**TASK TO CARRY OUT:**
Output these lines as a Markdown table with the columns n and Line, giving each line its row number and leaving out blank lines. Cover all the material.

**Entries taken from a collection:**
— Begin —

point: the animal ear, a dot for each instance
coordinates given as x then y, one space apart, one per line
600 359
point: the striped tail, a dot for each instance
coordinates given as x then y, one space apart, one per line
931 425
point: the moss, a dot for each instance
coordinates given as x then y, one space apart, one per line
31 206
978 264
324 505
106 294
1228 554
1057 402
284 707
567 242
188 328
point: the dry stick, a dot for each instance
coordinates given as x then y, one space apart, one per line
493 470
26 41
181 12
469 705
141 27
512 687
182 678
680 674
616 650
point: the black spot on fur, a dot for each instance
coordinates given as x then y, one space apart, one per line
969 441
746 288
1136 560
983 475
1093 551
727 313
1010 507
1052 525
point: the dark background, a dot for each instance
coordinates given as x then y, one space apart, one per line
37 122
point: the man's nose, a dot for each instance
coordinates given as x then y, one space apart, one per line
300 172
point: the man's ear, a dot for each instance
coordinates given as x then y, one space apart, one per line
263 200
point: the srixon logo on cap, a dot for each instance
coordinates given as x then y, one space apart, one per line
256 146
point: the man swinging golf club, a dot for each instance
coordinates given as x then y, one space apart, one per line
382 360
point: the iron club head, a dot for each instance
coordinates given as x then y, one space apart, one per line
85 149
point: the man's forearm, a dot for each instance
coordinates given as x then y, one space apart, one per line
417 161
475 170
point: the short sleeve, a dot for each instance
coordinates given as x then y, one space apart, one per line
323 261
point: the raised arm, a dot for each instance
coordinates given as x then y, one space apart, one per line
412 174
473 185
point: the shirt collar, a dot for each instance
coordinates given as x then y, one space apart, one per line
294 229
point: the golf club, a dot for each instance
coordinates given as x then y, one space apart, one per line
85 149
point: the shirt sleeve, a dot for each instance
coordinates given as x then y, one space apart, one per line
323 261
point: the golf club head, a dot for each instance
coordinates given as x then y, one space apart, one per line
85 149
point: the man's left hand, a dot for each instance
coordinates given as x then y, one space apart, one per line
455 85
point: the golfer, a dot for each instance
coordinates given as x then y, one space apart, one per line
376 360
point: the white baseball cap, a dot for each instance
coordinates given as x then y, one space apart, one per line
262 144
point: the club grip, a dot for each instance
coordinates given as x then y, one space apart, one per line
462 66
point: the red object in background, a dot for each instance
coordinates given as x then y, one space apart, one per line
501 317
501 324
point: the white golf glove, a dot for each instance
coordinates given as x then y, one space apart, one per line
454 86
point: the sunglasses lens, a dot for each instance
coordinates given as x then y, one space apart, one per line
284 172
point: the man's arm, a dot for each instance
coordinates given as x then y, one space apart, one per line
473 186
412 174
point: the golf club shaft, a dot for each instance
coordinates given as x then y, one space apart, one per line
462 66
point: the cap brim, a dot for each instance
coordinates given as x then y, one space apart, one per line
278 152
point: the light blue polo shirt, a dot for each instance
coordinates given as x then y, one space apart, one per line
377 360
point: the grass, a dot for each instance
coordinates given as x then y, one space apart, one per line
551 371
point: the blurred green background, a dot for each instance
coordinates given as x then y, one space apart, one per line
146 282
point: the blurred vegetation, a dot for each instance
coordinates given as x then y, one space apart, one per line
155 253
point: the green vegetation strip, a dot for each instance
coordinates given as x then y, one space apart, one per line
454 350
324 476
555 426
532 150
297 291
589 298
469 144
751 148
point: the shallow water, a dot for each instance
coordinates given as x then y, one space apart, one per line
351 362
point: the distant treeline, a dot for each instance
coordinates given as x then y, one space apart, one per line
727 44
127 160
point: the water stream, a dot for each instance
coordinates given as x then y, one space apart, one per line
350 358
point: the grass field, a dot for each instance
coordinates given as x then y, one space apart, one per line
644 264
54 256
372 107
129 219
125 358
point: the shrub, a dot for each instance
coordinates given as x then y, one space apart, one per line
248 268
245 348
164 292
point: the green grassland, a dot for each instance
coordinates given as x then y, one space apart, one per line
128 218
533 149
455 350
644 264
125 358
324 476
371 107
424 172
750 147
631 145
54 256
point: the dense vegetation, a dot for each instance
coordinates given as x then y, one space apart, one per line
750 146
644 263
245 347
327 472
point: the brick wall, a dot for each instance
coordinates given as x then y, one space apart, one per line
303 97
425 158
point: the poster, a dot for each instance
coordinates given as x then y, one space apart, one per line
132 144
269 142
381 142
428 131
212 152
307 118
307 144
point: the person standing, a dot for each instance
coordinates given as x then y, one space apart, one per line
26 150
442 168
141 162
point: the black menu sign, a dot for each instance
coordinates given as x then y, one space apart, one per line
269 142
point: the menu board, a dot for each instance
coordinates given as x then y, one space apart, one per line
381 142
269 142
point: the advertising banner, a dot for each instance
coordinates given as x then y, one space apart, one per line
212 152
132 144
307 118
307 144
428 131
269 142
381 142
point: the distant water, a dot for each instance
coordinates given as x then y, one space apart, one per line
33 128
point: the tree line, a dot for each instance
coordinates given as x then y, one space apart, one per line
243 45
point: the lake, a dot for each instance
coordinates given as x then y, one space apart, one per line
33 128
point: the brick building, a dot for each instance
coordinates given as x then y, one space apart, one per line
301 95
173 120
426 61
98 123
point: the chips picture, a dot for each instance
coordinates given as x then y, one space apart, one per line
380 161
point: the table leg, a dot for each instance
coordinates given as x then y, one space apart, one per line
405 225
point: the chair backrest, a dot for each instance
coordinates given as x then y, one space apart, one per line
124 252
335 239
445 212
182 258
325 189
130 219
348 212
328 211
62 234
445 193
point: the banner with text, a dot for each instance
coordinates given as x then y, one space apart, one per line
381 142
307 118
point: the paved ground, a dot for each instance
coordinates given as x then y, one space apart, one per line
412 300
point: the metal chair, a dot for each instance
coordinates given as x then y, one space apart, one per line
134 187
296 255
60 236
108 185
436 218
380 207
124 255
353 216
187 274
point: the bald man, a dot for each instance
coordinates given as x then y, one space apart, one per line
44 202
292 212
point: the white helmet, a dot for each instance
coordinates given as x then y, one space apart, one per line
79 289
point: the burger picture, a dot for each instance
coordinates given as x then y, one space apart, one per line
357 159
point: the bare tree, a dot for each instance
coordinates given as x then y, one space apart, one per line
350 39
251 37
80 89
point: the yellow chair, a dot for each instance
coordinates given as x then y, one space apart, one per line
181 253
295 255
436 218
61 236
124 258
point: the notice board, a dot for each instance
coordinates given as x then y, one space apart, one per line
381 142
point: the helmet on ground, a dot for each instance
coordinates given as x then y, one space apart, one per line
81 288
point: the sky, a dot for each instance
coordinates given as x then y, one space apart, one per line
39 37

— End —

**THE RESPONSE:**
| n | Line |
|---|---|
| 1 | point: the animal ear, a dot for each instance |
| 2 | coordinates given as x then y, one space apart, one per line |
| 3 | 600 359 |
| 4 | point: the striped tail, a dot for each instance |
| 5 | coordinates given as x then y, one space apart, one per line |
| 6 | 931 425 |
| 7 | point: the moss, a dot for each instance |
| 8 | coordinates given as x then y, one space apart, one per line |
| 9 | 31 206 |
| 10 | 978 264 |
| 11 | 324 505 |
| 12 | 106 294 |
| 13 | 1228 554 |
| 14 | 1057 402 |
| 15 | 284 707 |
| 16 | 567 242 |
| 17 | 188 328 |
| 18 | point: the dry stick, a dot for each instance |
| 19 | coordinates given as x then y, one space apart, one per line |
| 20 | 493 470 |
| 21 | 26 41 |
| 22 | 181 12 |
| 23 | 469 705 |
| 24 | 141 27 |
| 25 | 512 687 |
| 26 | 182 678 |
| 27 | 680 674 |
| 28 | 616 650 |
| 29 | point: the black spot on fur, a dot for each instance |
| 30 | coordinates given as x then y, one space apart, one per line |
| 31 | 969 441 |
| 32 | 746 288 |
| 33 | 1136 560 |
| 34 | 983 475 |
| 35 | 1093 551 |
| 36 | 727 313 |
| 37 | 1010 507 |
| 38 | 1052 525 |
| 39 | point: the dark background, a dot for each instance |
| 40 | coordinates given as x then y, one space apart, one per line |
| 41 | 37 122 |
| 42 | point: the man's nose, a dot for each instance |
| 43 | coordinates given as x then y, one space apart, one per line |
| 44 | 300 172 |
| 45 | point: the man's ear, a dot for each instance |
| 46 | coordinates given as x then y, one space apart, one per line |
| 47 | 263 200 |
| 48 | point: the srixon logo on cap, a dot for each instance |
| 49 | coordinates given as x then y, one space apart, one per line |
| 50 | 256 146 |
| 51 | point: the man swinging golf club, a dot for each instance |
| 52 | coordinates given as x then y, one space apart, one per line |
| 53 | 382 360 |
| 54 | point: the iron club head, a dot for each instance |
| 55 | coordinates given as x then y, one space apart, one per line |
| 56 | 85 149 |
| 57 | point: the man's forearm, a dot for each instance |
| 58 | coordinates given as x then y, one space apart, one per line |
| 59 | 417 161 |
| 60 | 475 170 |
| 61 | point: the short sleeve, a dot for each instance |
| 62 | coordinates given as x then y, one space apart, one per line |
| 63 | 323 261 |
| 64 | point: the raised arm, a dot for each instance |
| 65 | coordinates given as x then y, one space apart, one per line |
| 66 | 412 174 |
| 67 | 473 185 |
| 68 | point: the shirt collar, a dot for each instance |
| 69 | coordinates given as x then y, one space apart, one per line |
| 70 | 294 229 |
| 71 | point: the golf club, a dot for each instance |
| 72 | coordinates given as x then y, one space apart, one per line |
| 73 | 85 149 |
| 74 | point: the shirt sleeve, a dot for each instance |
| 75 | coordinates given as x then y, one space apart, one per line |
| 76 | 323 261 |
| 77 | point: the golf club head, a dot for each instance |
| 78 | coordinates given as x then y, one space apart, one per line |
| 79 | 85 149 |
| 80 | point: the man's left hand, a dot for each instance |
| 81 | coordinates given as x then y, one space apart, one per line |
| 82 | 455 85 |
| 83 | point: the golfer, a dot for each instance |
| 84 | coordinates given as x then y, one space apart, one per line |
| 85 | 376 360 |
| 86 | point: the white baseball cap, a dot for each instance |
| 87 | coordinates given as x then y, one space apart, one per line |
| 88 | 262 144 |
| 89 | point: the club grip, a dot for each instance |
| 90 | coordinates given as x then y, one space apart, one per line |
| 91 | 462 66 |
| 92 | point: the red object in background, a dot for each instance |
| 93 | coordinates given as x then y, one space apart, one per line |
| 94 | 501 317 |
| 95 | 501 324 |
| 96 | point: the white golf glove, a dot for each instance |
| 97 | coordinates given as x then y, one space apart, one per line |
| 98 | 454 86 |
| 99 | point: the sunglasses lens, a dot for each instance |
| 100 | coordinates given as x then y, one space apart, one per line |
| 101 | 284 172 |
| 102 | point: the man's arm, a dot for each instance |
| 103 | coordinates given as x then y, one space apart, one per line |
| 104 | 473 186 |
| 105 | 412 174 |
| 106 | point: the golf club shaft, a dot for each instance |
| 107 | coordinates given as x then y, one space apart, one per line |
| 108 | 462 66 |
| 109 | point: the cap brim, a dot for each instance |
| 110 | coordinates given as x then y, one space apart, one per line |
| 111 | 278 152 |
| 112 | point: the light blue polo shirt, a dot for each instance |
| 113 | coordinates given as x then y, one space apart, one per line |
| 114 | 377 360 |
| 115 | point: the grass, a dot for each instance |
| 116 | coordinates given as x then y, one space apart, one per line |
| 117 | 551 371 |
| 118 | point: the blurred green background, a dot for each instance |
| 119 | coordinates given as x then y, one space apart, one per line |
| 120 | 146 282 |
| 121 | point: the blurred vegetation, a dot for each instance |
| 122 | coordinates given as x then y, one space apart, one per line |
| 123 | 155 253 |
| 124 | point: the green vegetation strip, a dot for each instance |
| 125 | coordinates given as x then y, one space apart, one per line |
| 126 | 454 350 |
| 127 | 324 476 |
| 128 | 555 426 |
| 129 | 532 150 |
| 130 | 297 291 |
| 131 | 589 298 |
| 132 | 469 144 |
| 133 | 751 148 |
| 134 | point: the shallow water, a dot for each instance |
| 135 | coordinates given as x then y, one space apart, one per line |
| 136 | 351 362 |
| 137 | point: the distant treeline, a dot for each instance |
| 138 | coordinates given as x then y, one space apart, one per line |
| 139 | 727 44 |
| 140 | 127 160 |
| 141 | point: the water stream, a dot for each instance |
| 142 | coordinates given as x then y, one space apart, one per line |
| 143 | 350 358 |
| 144 | point: the grass field, a dot for each instance |
| 145 | coordinates given as x then y, one space apart, one per line |
| 146 | 644 264 |
| 147 | 54 256 |
| 148 | 372 107 |
| 149 | 129 219 |
| 150 | 125 358 |
| 151 | point: the shrub, a dot for each instance |
| 152 | coordinates given as x then y, one space apart, one per line |
| 153 | 248 268 |
| 154 | 245 348 |
| 155 | 164 292 |
| 156 | point: the green grassland, a dot for each instance |
| 157 | coordinates given as x then y, one space apart, one per line |
| 158 | 128 218 |
| 159 | 533 149 |
| 160 | 455 350 |
| 161 | 644 264 |
| 162 | 125 358 |
| 163 | 324 476 |
| 164 | 371 107 |
| 165 | 424 172 |
| 166 | 750 147 |
| 167 | 631 145 |
| 168 | 54 256 |
| 169 | point: the dense vegetation, a dot for each instance |
| 170 | coordinates given as x then y, one space apart, one per line |
| 171 | 750 146 |
| 172 | 644 263 |
| 173 | 245 347 |
| 174 | 327 472 |
| 175 | point: the brick wall, a dot for each instance |
| 176 | coordinates given as x then y, one space apart, one per line |
| 177 | 303 97 |
| 178 | 425 158 |
| 179 | point: the poster, a dot for each instance |
| 180 | coordinates given as x then y, one space apart, one per line |
| 181 | 132 144 |
| 182 | 269 142 |
| 183 | 381 142 |
| 184 | 428 131 |
| 185 | 212 152 |
| 186 | 307 118 |
| 187 | 307 144 |
| 188 | point: the person standing, a dot for each instance |
| 189 | coordinates given as x then y, one space apart, one per line |
| 190 | 26 150 |
| 191 | 442 168 |
| 192 | 141 162 |
| 193 | point: the black menu sign, a dot for each instance |
| 194 | coordinates given as x then y, one space apart, one per line |
| 195 | 269 142 |
| 196 | point: the menu board, a dot for each instance |
| 197 | coordinates given as x then y, one space apart, one per line |
| 198 | 381 142 |
| 199 | 269 142 |
| 200 | point: the advertising banner, a dot for each instance |
| 201 | coordinates given as x then y, one space apart, one per line |
| 202 | 212 152 |
| 203 | 132 144 |
| 204 | 307 118 |
| 205 | 307 144 |
| 206 | 428 131 |
| 207 | 269 142 |
| 208 | 381 142 |
| 209 | point: the distant water, a dot for each instance |
| 210 | coordinates given as x then y, one space apart, one per line |
| 211 | 33 128 |
| 212 | point: the tree line, a dot for each instance |
| 213 | coordinates given as x then y, one space apart, one per line |
| 214 | 243 45 |
| 215 | point: the lake, a dot for each instance |
| 216 | coordinates given as x then y, one space apart, one per line |
| 217 | 33 128 |
| 218 | point: the brick building, a dot for each instance |
| 219 | coordinates given as x then y, one space apart, one per line |
| 220 | 301 95 |
| 221 | 173 120 |
| 222 | 426 61 |
| 223 | 98 123 |
| 224 | point: the chips picture, a dot for each instance |
| 225 | coordinates given as x then y, one space apart, one per line |
| 226 | 380 161 |
| 227 | point: the table leg, a dot for each instance |
| 228 | coordinates given as x then y, one space apart, one per line |
| 229 | 405 225 |
| 230 | point: the chair backrest, a dot for each instance |
| 231 | coordinates given as x then y, one space apart, one per line |
| 232 | 124 252 |
| 233 | 335 239 |
| 234 | 445 212 |
| 235 | 182 258 |
| 236 | 325 189 |
| 237 | 130 219 |
| 238 | 348 212 |
| 239 | 328 211 |
| 240 | 62 234 |
| 241 | 445 193 |
| 242 | point: the banner with text, a dot for each instance |
| 243 | coordinates given as x then y, one space apart, one per line |
| 244 | 381 142 |
| 245 | 307 118 |
| 246 | point: the paved ground, a dot for each instance |
| 247 | coordinates given as x then y, one space apart, one per line |
| 248 | 412 300 |
| 249 | point: the metal chair, a dot for each instance |
| 250 | coordinates given as x then y, one space apart, one per line |
| 251 | 134 187 |
| 252 | 296 255 |
| 253 | 60 236 |
| 254 | 108 185 |
| 255 | 436 218 |
| 256 | 380 207 |
| 257 | 124 255 |
| 258 | 353 216 |
| 259 | 187 274 |
| 260 | point: the bald man, a dot for each instance |
| 261 | coordinates given as x then y, one space apart, one per line |
| 262 | 44 202 |
| 263 | 292 212 |
| 264 | point: the white helmet, a dot for each instance |
| 265 | coordinates given as x then y, one space apart, one per line |
| 266 | 79 289 |
| 267 | point: the burger picture, a dot for each instance |
| 268 | coordinates given as x then y, one space apart, one per line |
| 269 | 357 159 |
| 270 | point: the bare tree, a dot for each instance |
| 271 | coordinates given as x then y, one space apart, one per line |
| 272 | 350 39 |
| 273 | 251 37 |
| 274 | 80 89 |
| 275 | point: the yellow chair, a dot for each instance |
| 276 | coordinates given as x then y, one space apart, one per line |
| 277 | 181 253 |
| 278 | 295 255 |
| 279 | 436 218 |
| 280 | 61 236 |
| 281 | 124 258 |
| 282 | point: the notice board, a dot for each instance |
| 283 | coordinates given as x then y, one space apart, one per line |
| 284 | 381 142 |
| 285 | point: the helmet on ground, a dot for each instance |
| 286 | coordinates given as x then y, one space apart, one per line |
| 287 | 81 288 |
| 288 | point: the sky, a dot for each instance |
| 289 | coordinates given as x then y, one space apart, one per line |
| 290 | 39 37 |